● **CONSIGNES DE L'EXERCICE**:
A. Indiquez si chacune des affirmations suivantes s'accorde avec le texte sur les deux mamies au café, par oui ou par non, en citant les mots du texte qui tranchent. (i) Les deux mamies entendent un peu mal. (ii) Les deux mamies parlent assez bas pour que personne d'autre ne les entende. (iii) Les suivis médicaux et la prise de médicaments ne changent rien au quotidien.
B. Relevez, dans le texte sur les deux mamies au café, toutes les choses dont il est dit qu'elles bouleversent le quotidien.

Derrière moi, au café

6 Juil

Derrière moi, au café

Vieillir…

Elles sont là, derrière moi, au café. Deux jolies mamies au visage marqué par le temps et au regard encore coquin. Mais un jour, comme ça, malgré elles et à cause du nombre des années, plus rien ne reste privé. Elles sont un peu sourdes, vous voyez? Alors tout ce qu’elles disent, tout ce qu’elles content, le moindre problème de santé, tout le resto en est au courant.

Et en même temps, écouter ces deux mamies a quelque chose d’instructif. Retrouver son amie de fille, même passé 80 ans, ça reste chouette! Et avec elle, comme à toutes les phases de la vie, on continue de partager ce que l’on vit. Les entendre rappelle à ma mémoire toutes ces heures passées au téléphone avec mes amies lorsque j’étais adolescente, toutes ces histoires d’amour qu’on s’est contées dans la vingtaine… Puis, virent les bébés. On a continué de partager ce qu’on vivait, ce qu’on apprenait, les difficultés qu’on traversait. C’est normal, on partage ce que l’on vit, ce qui nous préoccupe. Et quand on voit nos amis tomber malades, mourir… rien de plus normal que de se préoccuper de sa santé et de celle des gens qu’on aime. Les suivis médicaux, la prise régulière de médicaments, les effets secondaires, ça bouleverse quand même le quotidien! C’est un peu comme si le corps devenait une entité distincte dont on doit obligatoirement tenir compte dans la moindre activité.

● **DONNÉES DISPONIBLES**:
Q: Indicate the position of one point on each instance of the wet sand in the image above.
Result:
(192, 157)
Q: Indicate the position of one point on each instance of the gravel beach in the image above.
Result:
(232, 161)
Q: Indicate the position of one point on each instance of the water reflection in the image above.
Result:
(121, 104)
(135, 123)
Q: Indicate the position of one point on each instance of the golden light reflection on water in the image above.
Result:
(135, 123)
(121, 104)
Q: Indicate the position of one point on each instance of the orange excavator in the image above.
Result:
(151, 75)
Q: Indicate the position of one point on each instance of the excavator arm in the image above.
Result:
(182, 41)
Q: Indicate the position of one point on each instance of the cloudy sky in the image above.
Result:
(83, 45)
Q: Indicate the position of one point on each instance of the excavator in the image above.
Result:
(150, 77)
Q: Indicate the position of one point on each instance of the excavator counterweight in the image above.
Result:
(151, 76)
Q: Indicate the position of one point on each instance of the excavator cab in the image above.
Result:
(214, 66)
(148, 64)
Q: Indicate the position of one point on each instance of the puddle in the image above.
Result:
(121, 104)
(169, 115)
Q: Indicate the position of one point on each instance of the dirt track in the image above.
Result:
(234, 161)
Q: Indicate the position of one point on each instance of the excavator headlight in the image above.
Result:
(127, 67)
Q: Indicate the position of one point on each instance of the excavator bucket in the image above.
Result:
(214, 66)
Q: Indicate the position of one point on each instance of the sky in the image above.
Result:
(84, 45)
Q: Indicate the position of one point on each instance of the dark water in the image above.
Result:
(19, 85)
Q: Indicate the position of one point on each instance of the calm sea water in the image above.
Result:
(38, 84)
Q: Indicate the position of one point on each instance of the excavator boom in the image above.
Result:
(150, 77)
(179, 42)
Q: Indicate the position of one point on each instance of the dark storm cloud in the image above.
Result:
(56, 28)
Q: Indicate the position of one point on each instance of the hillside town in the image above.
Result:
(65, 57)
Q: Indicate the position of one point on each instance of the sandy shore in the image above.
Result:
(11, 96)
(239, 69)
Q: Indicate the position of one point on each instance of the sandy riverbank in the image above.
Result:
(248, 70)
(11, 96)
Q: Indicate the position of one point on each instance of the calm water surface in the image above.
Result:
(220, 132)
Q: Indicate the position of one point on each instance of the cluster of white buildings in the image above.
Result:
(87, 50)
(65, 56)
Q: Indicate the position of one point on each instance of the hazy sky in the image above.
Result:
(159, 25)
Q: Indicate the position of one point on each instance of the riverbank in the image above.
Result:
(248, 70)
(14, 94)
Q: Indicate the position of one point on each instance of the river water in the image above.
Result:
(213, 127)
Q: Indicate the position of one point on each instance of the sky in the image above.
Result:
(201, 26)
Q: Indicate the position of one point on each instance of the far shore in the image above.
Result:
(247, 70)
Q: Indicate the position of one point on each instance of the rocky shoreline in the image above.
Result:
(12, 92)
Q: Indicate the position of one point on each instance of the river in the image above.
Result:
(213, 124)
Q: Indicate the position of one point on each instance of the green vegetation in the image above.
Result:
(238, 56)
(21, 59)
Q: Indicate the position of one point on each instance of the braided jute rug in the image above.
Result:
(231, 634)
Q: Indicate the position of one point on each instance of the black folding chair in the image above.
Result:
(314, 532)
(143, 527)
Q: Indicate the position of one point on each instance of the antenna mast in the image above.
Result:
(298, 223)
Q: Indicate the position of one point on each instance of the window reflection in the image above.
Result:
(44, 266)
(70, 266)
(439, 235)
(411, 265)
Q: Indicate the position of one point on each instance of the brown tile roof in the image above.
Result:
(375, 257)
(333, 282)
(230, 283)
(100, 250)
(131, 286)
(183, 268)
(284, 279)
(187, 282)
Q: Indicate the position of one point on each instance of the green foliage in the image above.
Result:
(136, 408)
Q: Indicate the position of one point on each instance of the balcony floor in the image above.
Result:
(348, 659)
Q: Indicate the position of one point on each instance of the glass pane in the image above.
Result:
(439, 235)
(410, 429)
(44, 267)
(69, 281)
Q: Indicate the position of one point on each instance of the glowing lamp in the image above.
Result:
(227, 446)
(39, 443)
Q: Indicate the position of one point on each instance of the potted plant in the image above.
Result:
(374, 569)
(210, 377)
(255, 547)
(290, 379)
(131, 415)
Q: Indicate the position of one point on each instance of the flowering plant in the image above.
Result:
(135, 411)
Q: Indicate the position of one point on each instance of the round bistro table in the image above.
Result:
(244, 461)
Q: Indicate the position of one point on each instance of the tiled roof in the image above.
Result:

● **RÉPONSES AUX CONSIGNES**:
A.
(i) Oui : « Elles sont un peu sourdes, vous voyez? »
(ii) Non : « tout le resto en est au courant. »
(iii) Non : « ça bouleverse quand même le quotidien! »

B. Les suivis médicaux, la prise régulière de médicaments, les effets secondaires.